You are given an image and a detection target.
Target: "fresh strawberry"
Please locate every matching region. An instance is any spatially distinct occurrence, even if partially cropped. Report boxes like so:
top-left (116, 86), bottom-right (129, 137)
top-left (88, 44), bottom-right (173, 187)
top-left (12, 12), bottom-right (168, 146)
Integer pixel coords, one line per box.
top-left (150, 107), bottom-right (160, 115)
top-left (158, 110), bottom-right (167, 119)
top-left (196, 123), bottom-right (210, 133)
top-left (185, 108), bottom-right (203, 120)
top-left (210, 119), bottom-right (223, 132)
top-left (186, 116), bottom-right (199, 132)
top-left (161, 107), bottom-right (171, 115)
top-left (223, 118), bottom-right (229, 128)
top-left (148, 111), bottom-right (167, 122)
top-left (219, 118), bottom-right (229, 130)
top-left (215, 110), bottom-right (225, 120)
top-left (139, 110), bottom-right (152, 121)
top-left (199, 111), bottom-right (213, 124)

──────────

■ PROBLEM REQUIREMENTS ■
Reproduce the listing above line for line, with no changes.

■ SOLUTION ■
You are given an image and a detection target.
Target: "fresh strawberry"
Please locate every matching region. An instance is any spatially distinct occurrence, even if partially cropped. Report boxes like so:
top-left (116, 86), bottom-right (129, 137)
top-left (88, 44), bottom-right (173, 187)
top-left (12, 12), bottom-right (168, 146)
Integer pixel coords, one line per box.
top-left (150, 107), bottom-right (160, 115)
top-left (158, 110), bottom-right (167, 119)
top-left (196, 123), bottom-right (210, 133)
top-left (185, 108), bottom-right (203, 120)
top-left (210, 119), bottom-right (223, 132)
top-left (186, 116), bottom-right (199, 132)
top-left (161, 107), bottom-right (171, 115)
top-left (223, 118), bottom-right (229, 128)
top-left (148, 111), bottom-right (167, 122)
top-left (219, 118), bottom-right (229, 130)
top-left (215, 110), bottom-right (225, 120)
top-left (139, 110), bottom-right (152, 121)
top-left (199, 111), bottom-right (213, 124)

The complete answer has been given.